_Exercise data_

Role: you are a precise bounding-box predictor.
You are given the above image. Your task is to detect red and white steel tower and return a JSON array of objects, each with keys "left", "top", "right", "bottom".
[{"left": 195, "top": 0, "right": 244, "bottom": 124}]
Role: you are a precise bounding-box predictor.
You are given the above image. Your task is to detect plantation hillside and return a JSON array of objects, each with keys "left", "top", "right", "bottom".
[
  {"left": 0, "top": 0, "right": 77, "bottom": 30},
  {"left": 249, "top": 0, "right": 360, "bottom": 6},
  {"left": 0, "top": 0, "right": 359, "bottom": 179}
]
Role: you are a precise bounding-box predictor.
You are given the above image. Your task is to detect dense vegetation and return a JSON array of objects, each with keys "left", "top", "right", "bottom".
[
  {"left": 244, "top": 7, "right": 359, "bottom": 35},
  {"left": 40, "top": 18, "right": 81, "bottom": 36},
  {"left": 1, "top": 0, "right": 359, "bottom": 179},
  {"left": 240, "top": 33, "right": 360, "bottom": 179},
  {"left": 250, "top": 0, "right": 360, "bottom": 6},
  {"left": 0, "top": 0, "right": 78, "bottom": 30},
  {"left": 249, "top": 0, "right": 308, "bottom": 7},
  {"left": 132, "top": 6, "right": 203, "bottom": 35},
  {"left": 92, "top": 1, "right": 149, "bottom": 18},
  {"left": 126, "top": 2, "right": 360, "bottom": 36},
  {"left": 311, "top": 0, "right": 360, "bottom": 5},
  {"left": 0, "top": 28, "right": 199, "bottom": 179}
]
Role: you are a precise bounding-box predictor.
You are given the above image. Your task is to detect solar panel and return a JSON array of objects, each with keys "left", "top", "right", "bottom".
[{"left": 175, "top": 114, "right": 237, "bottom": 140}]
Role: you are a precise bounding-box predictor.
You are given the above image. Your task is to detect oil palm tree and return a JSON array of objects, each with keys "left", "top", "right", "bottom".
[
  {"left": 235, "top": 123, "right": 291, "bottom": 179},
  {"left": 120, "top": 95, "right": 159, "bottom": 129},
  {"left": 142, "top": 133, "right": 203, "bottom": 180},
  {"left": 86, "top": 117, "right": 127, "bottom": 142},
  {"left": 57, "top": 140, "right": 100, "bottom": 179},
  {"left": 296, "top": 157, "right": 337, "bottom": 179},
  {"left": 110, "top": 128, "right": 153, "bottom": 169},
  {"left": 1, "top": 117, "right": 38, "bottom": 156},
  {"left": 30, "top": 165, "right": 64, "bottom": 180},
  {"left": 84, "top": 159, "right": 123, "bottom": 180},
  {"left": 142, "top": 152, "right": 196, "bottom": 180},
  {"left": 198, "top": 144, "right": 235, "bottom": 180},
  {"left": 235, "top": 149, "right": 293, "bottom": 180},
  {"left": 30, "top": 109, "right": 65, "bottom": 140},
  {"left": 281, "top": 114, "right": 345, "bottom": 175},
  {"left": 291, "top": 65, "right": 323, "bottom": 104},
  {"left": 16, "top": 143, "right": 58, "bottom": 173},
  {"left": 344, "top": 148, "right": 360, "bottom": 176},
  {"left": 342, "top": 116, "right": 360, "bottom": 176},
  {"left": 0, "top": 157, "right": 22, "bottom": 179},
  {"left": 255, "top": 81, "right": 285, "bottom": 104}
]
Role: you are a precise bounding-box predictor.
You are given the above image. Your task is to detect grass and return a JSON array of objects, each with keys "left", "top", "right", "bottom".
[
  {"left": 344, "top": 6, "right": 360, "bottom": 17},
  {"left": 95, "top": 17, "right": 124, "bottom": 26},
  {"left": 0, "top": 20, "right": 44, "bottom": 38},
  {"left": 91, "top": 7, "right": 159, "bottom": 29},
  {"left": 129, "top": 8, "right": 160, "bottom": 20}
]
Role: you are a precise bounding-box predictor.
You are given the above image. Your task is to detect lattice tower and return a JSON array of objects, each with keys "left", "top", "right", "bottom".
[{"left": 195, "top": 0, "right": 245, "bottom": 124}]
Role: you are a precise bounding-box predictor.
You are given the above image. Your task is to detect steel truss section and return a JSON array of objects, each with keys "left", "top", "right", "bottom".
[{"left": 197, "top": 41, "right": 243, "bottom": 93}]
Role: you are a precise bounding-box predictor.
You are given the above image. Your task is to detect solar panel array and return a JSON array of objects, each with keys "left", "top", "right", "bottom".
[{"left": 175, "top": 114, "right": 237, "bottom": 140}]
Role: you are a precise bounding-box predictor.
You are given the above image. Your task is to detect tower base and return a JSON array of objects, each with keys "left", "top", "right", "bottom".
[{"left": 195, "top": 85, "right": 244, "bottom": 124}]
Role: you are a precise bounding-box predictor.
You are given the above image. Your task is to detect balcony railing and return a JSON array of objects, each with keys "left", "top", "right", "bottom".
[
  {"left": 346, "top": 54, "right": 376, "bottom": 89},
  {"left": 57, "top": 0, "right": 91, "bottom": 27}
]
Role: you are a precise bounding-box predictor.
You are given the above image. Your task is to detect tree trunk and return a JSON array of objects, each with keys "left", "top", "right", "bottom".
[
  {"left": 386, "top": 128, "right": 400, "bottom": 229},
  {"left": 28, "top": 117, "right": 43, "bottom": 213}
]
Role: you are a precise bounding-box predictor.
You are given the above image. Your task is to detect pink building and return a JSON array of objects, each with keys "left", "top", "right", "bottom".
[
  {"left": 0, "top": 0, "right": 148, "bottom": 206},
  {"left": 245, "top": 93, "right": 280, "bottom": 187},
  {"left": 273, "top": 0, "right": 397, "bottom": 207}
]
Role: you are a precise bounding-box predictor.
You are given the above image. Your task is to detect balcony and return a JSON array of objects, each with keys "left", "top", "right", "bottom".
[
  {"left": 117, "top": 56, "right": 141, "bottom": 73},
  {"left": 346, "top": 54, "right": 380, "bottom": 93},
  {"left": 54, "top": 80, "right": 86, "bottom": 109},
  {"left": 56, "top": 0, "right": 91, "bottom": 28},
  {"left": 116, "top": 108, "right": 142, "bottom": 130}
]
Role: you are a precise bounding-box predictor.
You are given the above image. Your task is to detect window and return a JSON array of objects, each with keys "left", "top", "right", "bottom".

_What needs to be done_
Return all of the data above, keeping every line exactly as it appears.

_Task response_
Role: you are a precise bounding-box predictor.
You are given the above image. Your task is to detect red and white steel tower and return a JSON array of objects, each with keys "left", "top", "right", "bottom".
[{"left": 195, "top": 0, "right": 244, "bottom": 124}]
Role: you are a precise bounding-box predictor.
You are given the above image. Your task is to detect plantation hillside and return a JSON array of objects, each with keys "left", "top", "right", "bottom".
[
  {"left": 0, "top": 0, "right": 77, "bottom": 30},
  {"left": 249, "top": 0, "right": 360, "bottom": 6},
  {"left": 0, "top": 0, "right": 359, "bottom": 179}
]
Role: you are a precise bounding-box predictor.
You are given the above image. Your task is to detect dense vegetation and return a JSON array of objects, each with keys "left", "top", "right", "bottom".
[
  {"left": 244, "top": 7, "right": 359, "bottom": 35},
  {"left": 40, "top": 18, "right": 81, "bottom": 36},
  {"left": 1, "top": 0, "right": 359, "bottom": 179},
  {"left": 240, "top": 33, "right": 360, "bottom": 179},
  {"left": 250, "top": 0, "right": 360, "bottom": 6},
  {"left": 0, "top": 0, "right": 78, "bottom": 30},
  {"left": 249, "top": 0, "right": 308, "bottom": 7},
  {"left": 132, "top": 6, "right": 203, "bottom": 35},
  {"left": 92, "top": 1, "right": 149, "bottom": 18},
  {"left": 126, "top": 2, "right": 360, "bottom": 36},
  {"left": 311, "top": 0, "right": 360, "bottom": 5},
  {"left": 0, "top": 28, "right": 199, "bottom": 179}
]
Role: you are a precise bounding-box predictor.
You are given the above image. Your task is to detect solar panel and return a JSON array of objects, each with keys "left", "top", "right", "bottom".
[{"left": 175, "top": 114, "right": 237, "bottom": 140}]
Role: you are a precise bounding-box predictor.
You are given the above image. Your task is to detect oil palm tree and return a JSON array of objects, each with keys "left", "top", "right", "bottom".
[
  {"left": 235, "top": 123, "right": 291, "bottom": 179},
  {"left": 120, "top": 95, "right": 159, "bottom": 129},
  {"left": 142, "top": 133, "right": 203, "bottom": 180},
  {"left": 86, "top": 117, "right": 127, "bottom": 142},
  {"left": 57, "top": 140, "right": 100, "bottom": 179},
  {"left": 296, "top": 157, "right": 337, "bottom": 179},
  {"left": 110, "top": 128, "right": 153, "bottom": 169},
  {"left": 1, "top": 117, "right": 38, "bottom": 156},
  {"left": 30, "top": 165, "right": 64, "bottom": 180},
  {"left": 84, "top": 159, "right": 123, "bottom": 180},
  {"left": 142, "top": 152, "right": 196, "bottom": 180},
  {"left": 198, "top": 144, "right": 235, "bottom": 180},
  {"left": 235, "top": 149, "right": 293, "bottom": 180},
  {"left": 30, "top": 109, "right": 65, "bottom": 140},
  {"left": 281, "top": 114, "right": 345, "bottom": 175},
  {"left": 291, "top": 65, "right": 323, "bottom": 104},
  {"left": 16, "top": 143, "right": 58, "bottom": 173},
  {"left": 344, "top": 148, "right": 360, "bottom": 176},
  {"left": 342, "top": 116, "right": 360, "bottom": 176},
  {"left": 0, "top": 157, "right": 22, "bottom": 179},
  {"left": 255, "top": 81, "right": 285, "bottom": 104}
]
Role: you are a precise bounding-box predictor.
You are given the above image. Your task is to detect grass and return a JSON array of objects, each with keys "left", "top", "right", "bottom".
[
  {"left": 344, "top": 6, "right": 360, "bottom": 17},
  {"left": 95, "top": 17, "right": 124, "bottom": 26},
  {"left": 0, "top": 20, "right": 44, "bottom": 38},
  {"left": 91, "top": 7, "right": 159, "bottom": 29},
  {"left": 129, "top": 8, "right": 160, "bottom": 20}
]
Role: you are a precise bounding-box predictor.
You are given the above image. Your task is to detect lattice tower and return a JSON array of objects, each with keys "left", "top", "right", "bottom".
[{"left": 195, "top": 0, "right": 245, "bottom": 124}]
Role: you are a precise bounding-box predictor.
You are given the above image. Your task is to detect steel truss section and return a JSON array of objects, each with keys "left", "top", "right", "bottom".
[{"left": 197, "top": 41, "right": 243, "bottom": 93}]
Role: you are a precise bounding-box predictor.
You are given the above image. Your task is to detect solar panel array and return a JSON array of objects, each with keys "left", "top", "right", "bottom".
[{"left": 175, "top": 114, "right": 237, "bottom": 140}]
Role: you are a precise bounding-box predictor.
You are given the above image. Your task is to detect tower base and return a JSON array of objects, each with keys "left", "top", "right", "bottom".
[{"left": 195, "top": 85, "right": 244, "bottom": 124}]
Role: you are a precise bounding-box predictor.
You are given the above image. Your task is to detect balcony railing and return a JSON array of objects, each with keys "left", "top", "right", "bottom".
[
  {"left": 346, "top": 54, "right": 376, "bottom": 89},
  {"left": 57, "top": 0, "right": 91, "bottom": 27}
]
Role: you are a precise bounding-box predictor.
You are given the above image. Your task is to detect tree trunk and return a JSON array of objects, each with keys "left", "top", "right", "bottom".
[
  {"left": 386, "top": 128, "right": 400, "bottom": 229},
  {"left": 28, "top": 117, "right": 43, "bottom": 213}
]
Role: you are a precise bounding-box predictor.
You are given the above image. Your task is to detect pink building and return a JSON array of objects, each with keys "left", "top", "right", "bottom".
[
  {"left": 0, "top": 0, "right": 148, "bottom": 206},
  {"left": 245, "top": 93, "right": 280, "bottom": 187},
  {"left": 273, "top": 0, "right": 397, "bottom": 207}
]
Role: you are a precise bounding-box predictor.
You are given the above image. Your task is to detect balcony and return a JSON array of objects, each with keys "left", "top", "right", "bottom".
[
  {"left": 117, "top": 56, "right": 141, "bottom": 73},
  {"left": 346, "top": 54, "right": 380, "bottom": 93},
  {"left": 54, "top": 80, "right": 86, "bottom": 109},
  {"left": 56, "top": 0, "right": 91, "bottom": 28},
  {"left": 116, "top": 108, "right": 142, "bottom": 130}
]
Role: you are a precise bounding-box predictor.
You are given the above image. Your task is to detect window and return a JSON array of objects, each with keys "left", "top", "right", "bottom".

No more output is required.